### [REQUIREMENT 1]
Revise the stretch of the article on the Royal University of Fine Arts blast from "The Mong Reththy" through "earlier this week.", replacing "families" with "households".
### [REQUIREMENT 2]
In the article on the Royal University of Fine Arts blast, how much compensation has the Mong Reththy Group been offering to RUFA teachers and their families living on the site?
### [REQUIREMENT 3]
Condense the paragraph of the article on the Royal University of Fine Arts blast that begins "Laborer Chhay Im, 25, was dismantling" into a shorter version that keeps its main facts.

### [EXTRACTED TEXT]
• • • • • • •
A small device exploded at the Royal University of Fine Arts on Friday afternoon and caused minor injuries to one laborer working on school building demolition.
The blast took place two days before the deadline for families on the North Campus to either accept offered compensation or leave.
Laborer Chhay Im, 25, was dismantling the roof of a school building—which is being removed so the area can be developed—when he stumbled across the device, wrapped in paper, he said Friday at Calmette Hospital, where he was being treated.
He threw the object away from him, but it exploded in mid-air, causing minor shrapnel wounds to his leg.
“In the beginning I didn’t know it was a bomb. I unwrapped it and threw it away. It exploded,” he told reporters, adding that the incident happened at about 4 pm.
He said he believed the device was homemade, and that it had been there for a long time.
“The explosive had been stored there. It was very dirty,” he said.
At 5:30 pm, the RUFA campus was sealed off. Several RCAF soldiers, one of whom was carrying an AK-47, guarded the gate from the inside and refused to let reporters enter.
One worker dismantling school buildings, who identified himself as Pheap, 32, said as he left the site that the explosion was not particularly strong.
The Mong Reththy Group, which obtained RUFA’s land from the government in exchange for building a new campus in Russei Keo district, has been offering compensation of up to $4,000 to RUFA teachers and their families living on the site.
About 25 families have so far refused to budge, Thann Sin Thou, a RUFA teacher and community leader, said earlier this week.
They are asking for either a quarter of the site to live on or compensation at land market value.
Phnom Penh Vice Governor Mann Chhoeun visited the site Monday and urged both sides to meet face to face and solve the matter, Thann Sin Thou said.
• • • • • • •
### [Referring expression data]

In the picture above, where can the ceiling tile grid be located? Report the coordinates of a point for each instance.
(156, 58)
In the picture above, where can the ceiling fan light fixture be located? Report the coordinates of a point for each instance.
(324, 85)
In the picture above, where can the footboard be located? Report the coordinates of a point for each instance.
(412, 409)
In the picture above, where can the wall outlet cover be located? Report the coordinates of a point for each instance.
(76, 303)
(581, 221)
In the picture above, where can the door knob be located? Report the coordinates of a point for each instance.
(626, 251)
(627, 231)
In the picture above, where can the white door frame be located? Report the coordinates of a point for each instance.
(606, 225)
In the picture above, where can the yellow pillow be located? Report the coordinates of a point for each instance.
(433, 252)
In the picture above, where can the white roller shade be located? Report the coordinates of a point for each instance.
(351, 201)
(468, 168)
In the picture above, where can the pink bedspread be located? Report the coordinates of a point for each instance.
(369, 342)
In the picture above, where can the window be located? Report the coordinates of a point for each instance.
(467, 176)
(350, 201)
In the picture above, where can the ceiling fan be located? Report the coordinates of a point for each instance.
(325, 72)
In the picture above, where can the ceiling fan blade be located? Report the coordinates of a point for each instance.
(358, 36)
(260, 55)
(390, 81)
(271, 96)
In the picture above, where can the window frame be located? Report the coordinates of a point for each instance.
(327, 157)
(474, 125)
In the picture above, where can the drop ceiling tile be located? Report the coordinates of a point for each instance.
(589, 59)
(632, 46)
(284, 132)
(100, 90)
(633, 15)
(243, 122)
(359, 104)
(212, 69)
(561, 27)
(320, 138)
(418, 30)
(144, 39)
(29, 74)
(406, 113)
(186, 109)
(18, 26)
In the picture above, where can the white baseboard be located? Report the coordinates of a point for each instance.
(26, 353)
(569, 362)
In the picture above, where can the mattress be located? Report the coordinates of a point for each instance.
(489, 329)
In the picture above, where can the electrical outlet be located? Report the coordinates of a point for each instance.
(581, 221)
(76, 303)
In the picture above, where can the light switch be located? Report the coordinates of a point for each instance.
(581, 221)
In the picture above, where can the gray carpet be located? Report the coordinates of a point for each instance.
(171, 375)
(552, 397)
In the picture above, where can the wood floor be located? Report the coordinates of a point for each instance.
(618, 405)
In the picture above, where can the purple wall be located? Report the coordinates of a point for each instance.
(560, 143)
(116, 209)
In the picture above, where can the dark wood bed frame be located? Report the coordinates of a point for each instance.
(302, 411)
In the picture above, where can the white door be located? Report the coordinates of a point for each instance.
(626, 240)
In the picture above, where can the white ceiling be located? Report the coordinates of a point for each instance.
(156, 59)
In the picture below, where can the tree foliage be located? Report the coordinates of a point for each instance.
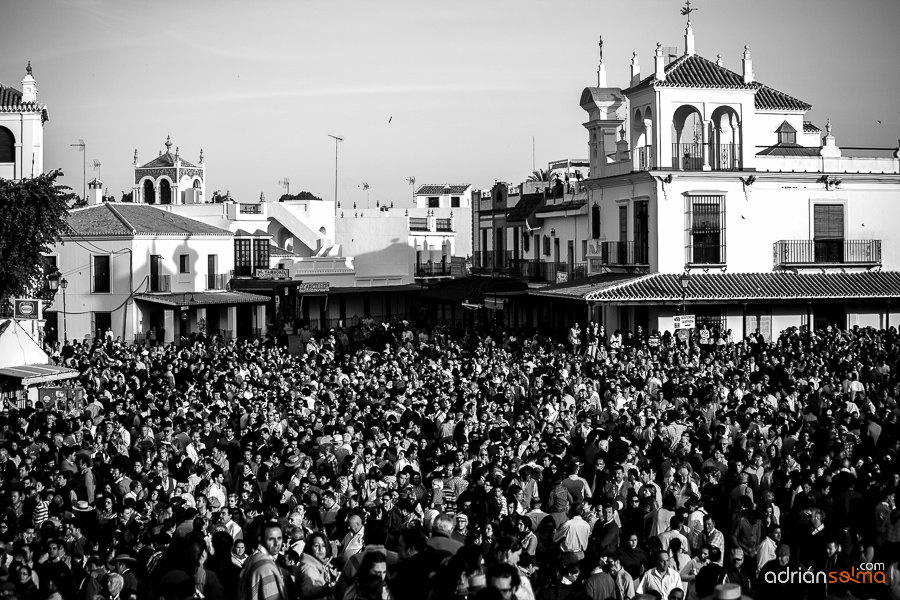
(32, 219)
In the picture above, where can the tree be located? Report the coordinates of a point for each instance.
(300, 196)
(32, 219)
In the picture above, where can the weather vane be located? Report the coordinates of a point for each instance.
(686, 10)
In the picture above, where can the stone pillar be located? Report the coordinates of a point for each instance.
(707, 142)
(169, 325)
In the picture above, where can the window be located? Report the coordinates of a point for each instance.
(828, 232)
(7, 145)
(705, 230)
(242, 259)
(260, 254)
(102, 274)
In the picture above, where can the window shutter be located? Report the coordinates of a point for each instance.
(828, 221)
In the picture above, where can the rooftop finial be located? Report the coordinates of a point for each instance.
(686, 11)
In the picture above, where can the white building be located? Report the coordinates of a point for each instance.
(701, 170)
(132, 267)
(22, 120)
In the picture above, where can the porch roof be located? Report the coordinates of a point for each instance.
(713, 287)
(201, 298)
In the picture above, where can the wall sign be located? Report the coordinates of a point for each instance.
(26, 308)
(272, 273)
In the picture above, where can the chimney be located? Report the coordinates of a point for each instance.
(748, 66)
(659, 64)
(95, 192)
(635, 69)
(29, 88)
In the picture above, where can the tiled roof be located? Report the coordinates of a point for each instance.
(786, 149)
(526, 205)
(692, 70)
(9, 96)
(127, 220)
(166, 159)
(711, 287)
(430, 189)
(276, 251)
(564, 206)
(202, 298)
(580, 288)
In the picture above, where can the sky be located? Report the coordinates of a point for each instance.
(470, 91)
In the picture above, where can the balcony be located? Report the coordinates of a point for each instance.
(433, 269)
(624, 253)
(160, 283)
(800, 253)
(722, 157)
(217, 281)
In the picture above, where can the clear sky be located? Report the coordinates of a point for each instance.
(465, 84)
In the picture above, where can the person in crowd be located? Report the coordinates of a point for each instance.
(226, 467)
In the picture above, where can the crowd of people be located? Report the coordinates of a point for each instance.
(436, 463)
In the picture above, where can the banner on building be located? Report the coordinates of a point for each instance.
(684, 322)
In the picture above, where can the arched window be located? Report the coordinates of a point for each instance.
(7, 145)
(165, 192)
(149, 192)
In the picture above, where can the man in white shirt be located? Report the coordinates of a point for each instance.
(663, 579)
(766, 549)
(573, 537)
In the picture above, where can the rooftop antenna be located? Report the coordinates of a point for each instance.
(412, 181)
(82, 147)
(286, 184)
(337, 139)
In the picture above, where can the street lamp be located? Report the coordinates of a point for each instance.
(56, 282)
(685, 281)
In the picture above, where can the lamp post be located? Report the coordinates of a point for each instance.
(685, 281)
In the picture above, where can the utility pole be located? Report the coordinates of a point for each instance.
(82, 147)
(336, 140)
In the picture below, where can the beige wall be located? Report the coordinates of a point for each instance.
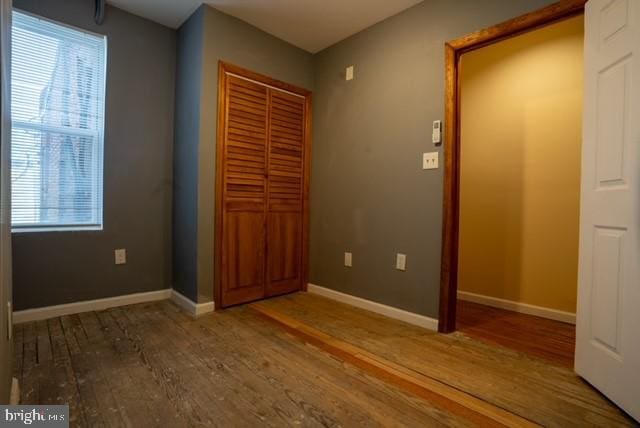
(521, 138)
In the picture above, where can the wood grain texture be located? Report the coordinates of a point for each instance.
(465, 405)
(532, 388)
(152, 365)
(540, 337)
(262, 187)
(451, 197)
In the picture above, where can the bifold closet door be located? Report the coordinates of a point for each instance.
(262, 188)
(244, 192)
(286, 189)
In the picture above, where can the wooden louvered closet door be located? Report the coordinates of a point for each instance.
(261, 191)
(285, 164)
(245, 192)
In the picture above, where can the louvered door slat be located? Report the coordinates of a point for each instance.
(285, 193)
(245, 192)
(262, 181)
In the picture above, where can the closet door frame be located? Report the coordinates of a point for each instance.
(224, 70)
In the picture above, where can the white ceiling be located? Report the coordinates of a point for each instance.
(309, 24)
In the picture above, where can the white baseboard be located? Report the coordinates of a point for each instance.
(14, 398)
(38, 314)
(391, 312)
(523, 308)
(193, 308)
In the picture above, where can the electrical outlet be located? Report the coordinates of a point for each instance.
(348, 259)
(430, 160)
(349, 73)
(121, 256)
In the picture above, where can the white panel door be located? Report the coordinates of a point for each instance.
(608, 322)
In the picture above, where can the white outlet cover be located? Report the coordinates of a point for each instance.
(121, 256)
(348, 259)
(349, 73)
(430, 160)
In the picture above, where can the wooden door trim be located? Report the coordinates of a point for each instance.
(451, 196)
(225, 69)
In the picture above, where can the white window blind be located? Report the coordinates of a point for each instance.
(57, 136)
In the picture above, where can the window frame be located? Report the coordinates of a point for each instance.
(99, 135)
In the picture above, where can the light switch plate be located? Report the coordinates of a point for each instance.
(121, 256)
(430, 160)
(349, 73)
(348, 259)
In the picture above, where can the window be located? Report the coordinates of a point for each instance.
(57, 135)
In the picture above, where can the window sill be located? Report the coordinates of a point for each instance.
(56, 229)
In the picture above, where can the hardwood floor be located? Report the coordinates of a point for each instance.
(152, 365)
(551, 340)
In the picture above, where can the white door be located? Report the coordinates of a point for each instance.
(608, 322)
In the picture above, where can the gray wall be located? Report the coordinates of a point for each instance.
(369, 194)
(6, 354)
(185, 155)
(60, 267)
(231, 40)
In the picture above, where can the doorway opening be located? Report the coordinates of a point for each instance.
(512, 183)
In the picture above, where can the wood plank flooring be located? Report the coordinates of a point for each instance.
(551, 340)
(152, 365)
(546, 394)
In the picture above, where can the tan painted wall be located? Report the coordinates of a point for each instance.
(520, 181)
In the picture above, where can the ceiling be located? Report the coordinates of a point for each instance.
(309, 24)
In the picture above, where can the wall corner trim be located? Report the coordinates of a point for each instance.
(523, 308)
(391, 312)
(191, 307)
(47, 312)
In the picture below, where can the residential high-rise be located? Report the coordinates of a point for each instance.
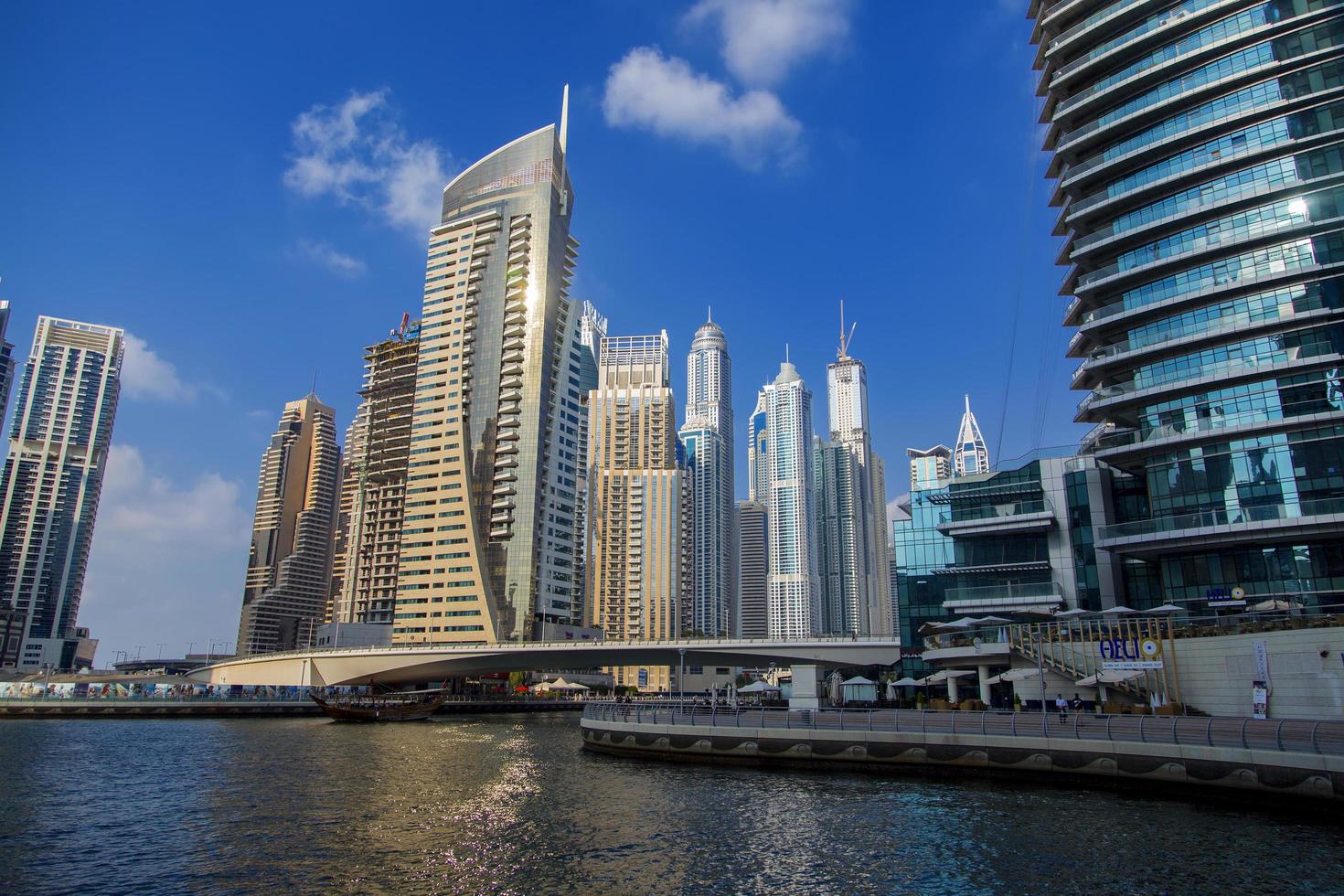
(758, 469)
(972, 454)
(496, 423)
(1199, 156)
(592, 332)
(374, 495)
(53, 478)
(849, 489)
(795, 592)
(752, 604)
(929, 466)
(637, 570)
(707, 435)
(289, 564)
(7, 363)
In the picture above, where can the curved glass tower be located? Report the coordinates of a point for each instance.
(491, 503)
(707, 435)
(1199, 156)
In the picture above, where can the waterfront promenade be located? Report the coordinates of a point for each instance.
(211, 707)
(1285, 756)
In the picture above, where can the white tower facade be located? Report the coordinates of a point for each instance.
(795, 609)
(707, 435)
(971, 455)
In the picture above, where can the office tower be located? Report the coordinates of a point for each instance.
(374, 492)
(636, 570)
(972, 454)
(795, 590)
(592, 332)
(929, 466)
(7, 363)
(758, 470)
(497, 407)
(752, 571)
(851, 507)
(53, 477)
(1198, 151)
(288, 583)
(707, 435)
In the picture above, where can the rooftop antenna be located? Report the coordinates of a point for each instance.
(843, 352)
(565, 119)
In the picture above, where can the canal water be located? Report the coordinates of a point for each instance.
(511, 805)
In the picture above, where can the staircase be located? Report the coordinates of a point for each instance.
(1072, 649)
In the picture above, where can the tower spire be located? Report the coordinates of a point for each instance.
(565, 120)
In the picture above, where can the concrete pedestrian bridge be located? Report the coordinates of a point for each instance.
(406, 664)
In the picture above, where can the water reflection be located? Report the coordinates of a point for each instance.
(511, 805)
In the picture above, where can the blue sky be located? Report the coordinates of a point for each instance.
(245, 188)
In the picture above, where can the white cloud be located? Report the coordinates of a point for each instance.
(331, 258)
(167, 561)
(763, 39)
(663, 94)
(144, 375)
(359, 155)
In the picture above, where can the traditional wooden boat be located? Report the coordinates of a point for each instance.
(394, 706)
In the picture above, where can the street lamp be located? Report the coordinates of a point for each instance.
(680, 675)
(1038, 637)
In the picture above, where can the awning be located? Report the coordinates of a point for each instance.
(758, 687)
(946, 673)
(1109, 677)
(1012, 675)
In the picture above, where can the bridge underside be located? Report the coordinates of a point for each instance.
(400, 666)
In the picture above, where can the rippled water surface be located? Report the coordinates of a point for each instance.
(509, 804)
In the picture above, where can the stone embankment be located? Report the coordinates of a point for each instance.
(1289, 758)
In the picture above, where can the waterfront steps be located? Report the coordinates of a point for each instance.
(1290, 758)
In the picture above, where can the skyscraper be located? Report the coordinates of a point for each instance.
(636, 570)
(288, 583)
(758, 469)
(972, 454)
(1199, 149)
(7, 363)
(53, 478)
(496, 425)
(592, 332)
(851, 512)
(929, 466)
(752, 604)
(374, 497)
(707, 435)
(794, 587)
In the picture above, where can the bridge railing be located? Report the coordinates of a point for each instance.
(689, 644)
(1283, 735)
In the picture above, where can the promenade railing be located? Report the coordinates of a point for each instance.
(1283, 735)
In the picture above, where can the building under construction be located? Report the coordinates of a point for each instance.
(372, 498)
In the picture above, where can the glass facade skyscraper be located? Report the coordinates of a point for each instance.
(707, 437)
(1199, 156)
(53, 478)
(495, 446)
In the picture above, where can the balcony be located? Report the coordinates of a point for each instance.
(1223, 526)
(1006, 517)
(1003, 598)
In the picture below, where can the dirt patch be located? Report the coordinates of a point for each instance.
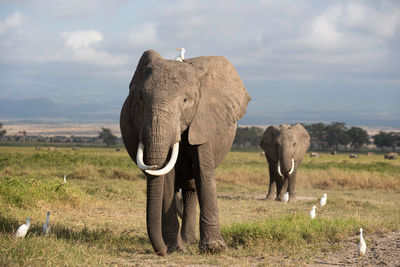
(256, 197)
(381, 251)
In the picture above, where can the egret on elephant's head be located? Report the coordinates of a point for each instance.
(181, 56)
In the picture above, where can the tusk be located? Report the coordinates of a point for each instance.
(139, 159)
(279, 168)
(170, 165)
(292, 169)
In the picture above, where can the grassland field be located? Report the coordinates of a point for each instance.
(98, 216)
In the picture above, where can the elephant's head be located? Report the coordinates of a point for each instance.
(285, 144)
(200, 95)
(168, 97)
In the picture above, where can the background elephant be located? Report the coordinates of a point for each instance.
(285, 147)
(178, 123)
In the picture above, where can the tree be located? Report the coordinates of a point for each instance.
(2, 131)
(317, 132)
(386, 140)
(108, 138)
(336, 135)
(358, 137)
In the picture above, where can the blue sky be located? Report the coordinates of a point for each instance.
(301, 61)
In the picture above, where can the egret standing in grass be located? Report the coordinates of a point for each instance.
(181, 55)
(322, 201)
(312, 212)
(286, 197)
(23, 229)
(362, 247)
(46, 225)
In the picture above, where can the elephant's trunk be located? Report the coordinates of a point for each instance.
(161, 131)
(150, 168)
(286, 164)
(155, 191)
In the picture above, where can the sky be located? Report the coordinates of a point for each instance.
(301, 61)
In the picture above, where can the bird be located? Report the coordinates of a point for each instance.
(23, 229)
(312, 212)
(46, 225)
(362, 247)
(322, 201)
(286, 197)
(181, 56)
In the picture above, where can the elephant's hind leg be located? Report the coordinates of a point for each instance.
(188, 230)
(170, 223)
(272, 181)
(210, 234)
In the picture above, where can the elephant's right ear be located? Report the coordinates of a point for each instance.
(148, 57)
(268, 143)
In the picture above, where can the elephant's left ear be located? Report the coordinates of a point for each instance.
(303, 140)
(223, 98)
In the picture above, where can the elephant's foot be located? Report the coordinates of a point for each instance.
(293, 198)
(176, 248)
(269, 197)
(213, 246)
(189, 237)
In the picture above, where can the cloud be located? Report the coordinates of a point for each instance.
(11, 22)
(82, 39)
(83, 42)
(143, 34)
(75, 8)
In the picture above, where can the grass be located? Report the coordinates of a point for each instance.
(98, 216)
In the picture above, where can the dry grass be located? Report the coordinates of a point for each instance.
(99, 214)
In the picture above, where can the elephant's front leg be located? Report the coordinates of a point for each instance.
(272, 180)
(282, 188)
(170, 223)
(292, 185)
(210, 233)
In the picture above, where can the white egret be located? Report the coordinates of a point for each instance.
(362, 247)
(23, 229)
(286, 197)
(322, 201)
(181, 56)
(312, 212)
(46, 225)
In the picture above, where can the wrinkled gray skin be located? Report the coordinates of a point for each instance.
• • • • • • •
### [EXERCISE OUTPUT 1]
The Mong Reththy Group, which obtained RUFA’s land from the government in exchange for building a new campus in Russei Keo district, has been offering compensation of up to $4,000 to RUFA teachers and their households living on the site.
About 25 households have so far refused to budge, Thann Sin Thou, a RUFA teacher and community leader, said earlier this week.

### [EXERCISE OUTPUT 2]
Up to $4,000.

### [EXERCISE OUTPUT 3]
Chhay Im, a 25-year-old laborer, found the paper-wrapped device while dismantling the roof of a school building slated for removal. He spoke about it Friday at Calmette Hospital, where he was being treated.